EXERCISE AIM ::
Pick up the passage on tRNA packaging in HIV-1 after its last sentence and keep writing it.

QUOTED PASSAGE ::
Selective packaging of tRNAs into HIV-1. Each bar represents the HIV-1:cell ratio for a specific tRNA. DNA probes on the microarray are complementary to either nuclear-encoded or mitochondrial-encoded tRNAs. (A) Ratios using tRNA in wild-type HIV-1. (B) Ratios using tRNA present in Gag VLPs lacking GagPol. tRNALys1,2 and tRNALys3 probes are indicated by gray arrows, and tRNAAsn and tRNAIle(UAU) probes are indicated by black arrows.
We next calculated from our microarray data the concentration of each tRNA relative to the total tRNA population, as determined by the percent of the total fluorescence signal obtained from each labeled tRNA (Fig. 3A,B). Although this type of analysis is uncommon for two-color microarray studies, we believe this analysis can be justified for this tRNA study: (1) our fluorescence labeling scheme relies only on the 3′NCCA, which is single-stranded and universal in all tRNAs; (2) our labeling scheme does not require reverse transcription, and is therefore less sensitive to tRNA structure or modifications; (3) the array probes have a nearly uniform melting temperature; and (4) there is a very good agreement between the percent tRNAs determined by the array and 2D gel electrophoresis methods, as will be shown in Figure 3, C and D.
FIGURE 3.
Abundance of tRNAs in HIV-1. tRNA abundance is expressed as percent of total tRNA fluorescence signal in HEK293 tRNA (A) and HIV-1 tRNA (B). Only nuclear-encoded tRNAs are shown. (C,D) Analysis of low molecular weight RNA in HEK293T cells, HIV-1, and Gag VLPs by 2D PAGE. Total RNA was 3′ labeled with 32pCp. For purposes of quantitative comparison, all samples used equal amounts of viral genomic RNA, were electrophoresed in the same chamber, and exposed to either film or to phosphorimaging at the same time.
As expected, the tRNALys isoacceptors represent the majority of the total tRNA population in HIV-1 (Fig. 3A,B). tRNALys isoacceptors together represent 35% of total tRNA in HIV-1 versus only 4.5% in 293T cells, indicating an eightfold selective packaging. tRNAAsn(GTT) represents 11% of total tRNA in HIV-1 versus 3.4% in 293T cells, indicating a threefold selective packaging. Finally, tRNAIle(UAU) represents 4% of total tRNA in HIV-1 versus 0.6% in 293T cells, indicating a sevenfold selective packaging. Though tRNAIle(UAU) has a high selection relative to cellular RNA, it is one of the less abundant tRNAs present in HIV-1. This reflects the fact that tRNAIle(UAU) is one of the rare tRNAs in 293T cells. The human genomic codon usage for isoleucine has frequencies of 47% (AUC), 36% (AUU), and 17% (AUA). In contrast, the HIV-1 genomic codon usage for isoleucine has frequencies of 18% (AUC), 29% (AUU), and 54% (AUA) (Nakamura et al. 2000). The tRNAIle(UAU) selectively packaged in HIV only reads the AUA codon, which is the rare Ile codon in human, but the most common Ile codon in HIV-1. As for GagVLPs, the total amount of tRNA packaged is reduced by 80% compared to the wild-type HIV-1, assuming that the total RNA contains similar amounts of viral RNA in HIV and GagVLP.

DATASET ENTRIES ::
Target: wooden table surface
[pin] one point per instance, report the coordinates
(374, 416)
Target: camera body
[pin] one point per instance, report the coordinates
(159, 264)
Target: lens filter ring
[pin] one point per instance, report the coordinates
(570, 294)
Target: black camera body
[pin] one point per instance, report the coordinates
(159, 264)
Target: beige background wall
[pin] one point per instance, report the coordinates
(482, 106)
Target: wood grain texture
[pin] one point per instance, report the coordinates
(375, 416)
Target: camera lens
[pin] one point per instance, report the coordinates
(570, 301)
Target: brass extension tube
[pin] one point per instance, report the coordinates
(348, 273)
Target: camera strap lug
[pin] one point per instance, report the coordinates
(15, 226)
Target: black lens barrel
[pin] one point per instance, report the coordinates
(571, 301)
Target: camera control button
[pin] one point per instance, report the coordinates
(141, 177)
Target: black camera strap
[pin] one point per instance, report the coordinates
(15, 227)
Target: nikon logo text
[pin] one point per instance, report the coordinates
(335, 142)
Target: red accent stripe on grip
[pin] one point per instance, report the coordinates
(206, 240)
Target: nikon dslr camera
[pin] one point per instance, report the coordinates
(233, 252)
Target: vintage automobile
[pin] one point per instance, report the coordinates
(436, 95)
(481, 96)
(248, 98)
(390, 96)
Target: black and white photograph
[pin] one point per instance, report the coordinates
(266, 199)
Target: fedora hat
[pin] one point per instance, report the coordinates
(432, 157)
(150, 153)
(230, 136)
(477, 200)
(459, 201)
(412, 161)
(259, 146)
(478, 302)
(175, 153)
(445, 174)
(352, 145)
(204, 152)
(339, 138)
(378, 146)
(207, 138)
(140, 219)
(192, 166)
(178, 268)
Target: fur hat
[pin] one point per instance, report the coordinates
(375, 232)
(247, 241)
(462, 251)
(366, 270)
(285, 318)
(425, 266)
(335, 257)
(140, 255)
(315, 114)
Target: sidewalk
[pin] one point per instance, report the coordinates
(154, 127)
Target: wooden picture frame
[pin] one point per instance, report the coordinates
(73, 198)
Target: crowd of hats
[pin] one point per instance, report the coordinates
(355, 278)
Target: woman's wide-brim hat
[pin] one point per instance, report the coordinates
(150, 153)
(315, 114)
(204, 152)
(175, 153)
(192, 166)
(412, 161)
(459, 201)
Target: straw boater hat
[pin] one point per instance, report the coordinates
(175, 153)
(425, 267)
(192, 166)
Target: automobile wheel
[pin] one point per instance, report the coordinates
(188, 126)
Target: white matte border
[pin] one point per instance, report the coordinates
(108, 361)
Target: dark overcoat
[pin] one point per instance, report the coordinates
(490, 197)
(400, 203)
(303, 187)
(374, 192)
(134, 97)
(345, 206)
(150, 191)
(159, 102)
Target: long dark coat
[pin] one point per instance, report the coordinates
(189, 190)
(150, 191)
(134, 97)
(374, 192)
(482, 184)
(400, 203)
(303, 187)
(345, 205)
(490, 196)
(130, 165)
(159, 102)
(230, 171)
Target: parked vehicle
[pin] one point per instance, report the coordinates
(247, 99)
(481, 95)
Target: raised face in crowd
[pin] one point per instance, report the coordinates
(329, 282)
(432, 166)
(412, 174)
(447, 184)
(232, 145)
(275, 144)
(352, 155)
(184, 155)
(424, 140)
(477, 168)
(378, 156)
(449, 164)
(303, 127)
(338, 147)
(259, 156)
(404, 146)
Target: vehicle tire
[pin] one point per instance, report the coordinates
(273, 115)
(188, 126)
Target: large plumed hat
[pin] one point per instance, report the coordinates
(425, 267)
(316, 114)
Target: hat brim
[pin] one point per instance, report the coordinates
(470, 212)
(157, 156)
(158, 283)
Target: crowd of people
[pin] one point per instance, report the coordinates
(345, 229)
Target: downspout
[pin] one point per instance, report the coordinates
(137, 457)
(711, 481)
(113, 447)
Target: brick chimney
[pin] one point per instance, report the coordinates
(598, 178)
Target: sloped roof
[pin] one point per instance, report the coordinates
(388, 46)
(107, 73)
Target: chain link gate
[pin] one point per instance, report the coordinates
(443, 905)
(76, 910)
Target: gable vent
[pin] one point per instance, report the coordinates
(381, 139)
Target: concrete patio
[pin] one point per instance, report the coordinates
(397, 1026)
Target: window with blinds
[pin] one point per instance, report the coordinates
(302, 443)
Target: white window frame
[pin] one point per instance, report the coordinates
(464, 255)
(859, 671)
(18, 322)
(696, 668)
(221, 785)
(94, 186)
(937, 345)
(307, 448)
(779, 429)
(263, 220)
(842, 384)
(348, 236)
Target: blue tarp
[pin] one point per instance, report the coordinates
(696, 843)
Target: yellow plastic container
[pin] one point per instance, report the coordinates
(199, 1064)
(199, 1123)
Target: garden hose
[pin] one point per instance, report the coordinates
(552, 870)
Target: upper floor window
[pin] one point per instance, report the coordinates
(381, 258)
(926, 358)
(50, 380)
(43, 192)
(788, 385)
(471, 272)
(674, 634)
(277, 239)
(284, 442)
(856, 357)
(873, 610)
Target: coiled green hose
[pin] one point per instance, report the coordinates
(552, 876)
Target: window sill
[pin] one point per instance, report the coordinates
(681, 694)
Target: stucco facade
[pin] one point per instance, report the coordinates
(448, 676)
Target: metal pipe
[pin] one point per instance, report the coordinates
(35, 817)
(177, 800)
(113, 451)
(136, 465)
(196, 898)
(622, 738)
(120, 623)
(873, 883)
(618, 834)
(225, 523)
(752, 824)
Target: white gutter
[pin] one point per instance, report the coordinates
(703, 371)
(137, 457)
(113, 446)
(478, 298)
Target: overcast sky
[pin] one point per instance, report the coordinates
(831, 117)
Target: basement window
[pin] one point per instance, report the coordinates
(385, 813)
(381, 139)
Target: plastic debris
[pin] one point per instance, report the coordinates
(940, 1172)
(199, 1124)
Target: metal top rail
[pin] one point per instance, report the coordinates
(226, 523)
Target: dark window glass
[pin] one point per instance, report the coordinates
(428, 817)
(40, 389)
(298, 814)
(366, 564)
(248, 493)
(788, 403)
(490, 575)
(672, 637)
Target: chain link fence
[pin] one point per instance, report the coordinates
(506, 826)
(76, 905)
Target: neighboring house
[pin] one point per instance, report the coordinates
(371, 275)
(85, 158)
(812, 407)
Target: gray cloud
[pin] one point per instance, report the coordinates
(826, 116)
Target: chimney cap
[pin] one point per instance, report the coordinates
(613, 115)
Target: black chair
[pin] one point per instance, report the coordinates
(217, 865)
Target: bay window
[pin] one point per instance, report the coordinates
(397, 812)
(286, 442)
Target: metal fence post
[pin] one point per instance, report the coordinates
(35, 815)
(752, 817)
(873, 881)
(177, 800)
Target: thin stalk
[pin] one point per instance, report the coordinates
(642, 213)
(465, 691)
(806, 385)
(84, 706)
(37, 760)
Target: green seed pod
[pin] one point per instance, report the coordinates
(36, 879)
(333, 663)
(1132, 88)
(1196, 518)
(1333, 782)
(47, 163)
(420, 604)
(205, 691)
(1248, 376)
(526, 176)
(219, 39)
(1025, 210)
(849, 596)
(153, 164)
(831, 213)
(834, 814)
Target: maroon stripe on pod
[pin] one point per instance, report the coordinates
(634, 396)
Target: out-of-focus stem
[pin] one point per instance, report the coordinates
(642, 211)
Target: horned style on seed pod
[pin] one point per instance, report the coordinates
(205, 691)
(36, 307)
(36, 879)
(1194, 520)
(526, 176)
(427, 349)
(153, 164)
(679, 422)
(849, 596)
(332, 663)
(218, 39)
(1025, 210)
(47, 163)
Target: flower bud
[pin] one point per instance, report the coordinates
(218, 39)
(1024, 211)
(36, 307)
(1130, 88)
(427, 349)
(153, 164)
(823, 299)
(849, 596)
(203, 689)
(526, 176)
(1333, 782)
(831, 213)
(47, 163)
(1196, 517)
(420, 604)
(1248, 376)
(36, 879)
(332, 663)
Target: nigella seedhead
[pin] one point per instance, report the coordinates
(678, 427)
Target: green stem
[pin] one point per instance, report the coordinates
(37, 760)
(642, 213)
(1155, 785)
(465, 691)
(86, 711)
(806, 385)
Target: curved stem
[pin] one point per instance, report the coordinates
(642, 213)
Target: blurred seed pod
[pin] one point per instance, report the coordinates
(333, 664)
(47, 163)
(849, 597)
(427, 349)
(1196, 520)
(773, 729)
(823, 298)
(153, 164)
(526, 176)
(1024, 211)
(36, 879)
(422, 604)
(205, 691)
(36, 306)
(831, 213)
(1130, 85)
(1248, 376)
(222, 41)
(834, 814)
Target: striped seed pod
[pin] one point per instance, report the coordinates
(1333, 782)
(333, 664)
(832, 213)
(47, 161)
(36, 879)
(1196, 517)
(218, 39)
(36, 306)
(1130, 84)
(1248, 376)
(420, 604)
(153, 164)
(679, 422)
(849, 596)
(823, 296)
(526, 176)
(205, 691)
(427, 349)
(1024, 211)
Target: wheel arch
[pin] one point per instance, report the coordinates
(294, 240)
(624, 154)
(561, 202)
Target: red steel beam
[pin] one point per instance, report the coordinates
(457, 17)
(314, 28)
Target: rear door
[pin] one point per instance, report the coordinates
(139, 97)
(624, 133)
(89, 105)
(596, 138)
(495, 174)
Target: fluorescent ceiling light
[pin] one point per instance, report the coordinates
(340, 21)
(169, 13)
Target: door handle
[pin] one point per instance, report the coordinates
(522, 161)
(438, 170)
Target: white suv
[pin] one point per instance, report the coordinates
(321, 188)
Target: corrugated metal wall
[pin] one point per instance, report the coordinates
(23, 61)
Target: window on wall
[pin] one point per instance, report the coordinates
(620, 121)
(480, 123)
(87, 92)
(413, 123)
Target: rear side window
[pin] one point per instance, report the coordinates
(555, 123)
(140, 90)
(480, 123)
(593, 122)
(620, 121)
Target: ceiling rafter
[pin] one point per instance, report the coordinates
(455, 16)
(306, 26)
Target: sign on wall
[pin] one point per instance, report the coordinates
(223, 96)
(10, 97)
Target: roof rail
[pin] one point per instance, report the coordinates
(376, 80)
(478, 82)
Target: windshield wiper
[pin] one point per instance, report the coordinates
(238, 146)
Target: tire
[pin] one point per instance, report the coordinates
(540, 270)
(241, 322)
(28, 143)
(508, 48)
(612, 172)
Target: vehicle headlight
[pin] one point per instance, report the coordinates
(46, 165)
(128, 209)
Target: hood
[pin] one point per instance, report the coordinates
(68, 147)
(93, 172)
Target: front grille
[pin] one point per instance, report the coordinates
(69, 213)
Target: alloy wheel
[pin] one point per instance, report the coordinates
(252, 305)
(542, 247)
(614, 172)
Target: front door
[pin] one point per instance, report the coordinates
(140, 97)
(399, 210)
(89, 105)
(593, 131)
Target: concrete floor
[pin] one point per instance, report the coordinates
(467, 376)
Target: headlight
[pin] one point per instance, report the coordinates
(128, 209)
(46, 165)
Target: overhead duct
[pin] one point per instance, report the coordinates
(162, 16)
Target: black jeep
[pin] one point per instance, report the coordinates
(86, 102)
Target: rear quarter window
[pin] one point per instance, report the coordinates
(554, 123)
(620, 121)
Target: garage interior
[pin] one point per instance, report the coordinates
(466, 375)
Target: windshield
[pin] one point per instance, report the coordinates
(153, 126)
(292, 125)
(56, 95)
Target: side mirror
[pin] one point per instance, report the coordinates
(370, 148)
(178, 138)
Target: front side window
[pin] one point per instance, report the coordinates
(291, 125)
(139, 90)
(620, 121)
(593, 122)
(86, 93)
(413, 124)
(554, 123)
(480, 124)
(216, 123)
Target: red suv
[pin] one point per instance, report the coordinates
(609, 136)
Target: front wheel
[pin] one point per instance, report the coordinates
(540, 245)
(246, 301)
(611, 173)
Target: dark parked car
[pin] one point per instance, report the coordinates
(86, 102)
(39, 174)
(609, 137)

RESULT OF THIS EXERCISE ::
Analysis of major viral tRNA species using 2D PAGE
Total viral or Gag VLP RNA was 3′-end-labeled with 32pCp, and labeled tRNAs were resolved by 2D PAGE, which only lets in low molecular weight RNAs into the gel. For wild-type HIV-1 (Fig. 3D), the identity of the major tRNALys isoacceptors has been previously reported (Jiang et al. 1993), including a minor tRNALys3 isoacceptor (Gabor et al. 2002). The species marked tRNAAsn was identified by (1) amplifying the RNA in the spot using RT/PCR with primers specific for this tRNA, and (2) allowing radioactivity in a Northern blot of the gel to decay, and then hybridizing the blot with a labeled DNA probe specific for tRNAAsn (data not shown). Because the tRNAIle spot does not stand out among the remaining spots, consistent with the microarray abundance data, we did not attempt the validation of tRNAIle using these methods.
We also analyzed the tRNA pattern in GagVLPs (Fig. 3D). To compare the results quantitatively, the gels for the wild-type and GagVLP samples were loaded with equal amounts of viral genomic RNA (representing equal numbers of viral particles), electrophoretically resolved at the same time in the same chamber, and exposed afterward to film for the same length of time (Table 1). Measurements of total radioactive tRNA species in the gel indicate that in GagVLPs, the amount of tRNA incorporated is reduced by 84% compared to HIV-1, a result very similar to that obtained using microarray analysis (80%). In HIV-1, the percentage of total radioactivity present in the tRNALys (37.4%) isoacceptors and tRNAAsn (9.5%) is very similar to that determined by microarray analysis (34.6% and 10.6%, respectively) (Table 1). Maintenance of the pattern of selection of tRNALys isoacceptors does not appear to be due to a preference for labeling tRNALys isoacceptors with 32pCp, as indicated by the 2D PAGE pattern for 293T cellular low molecular weight RNA (Fig. 3C).
TABLE 1.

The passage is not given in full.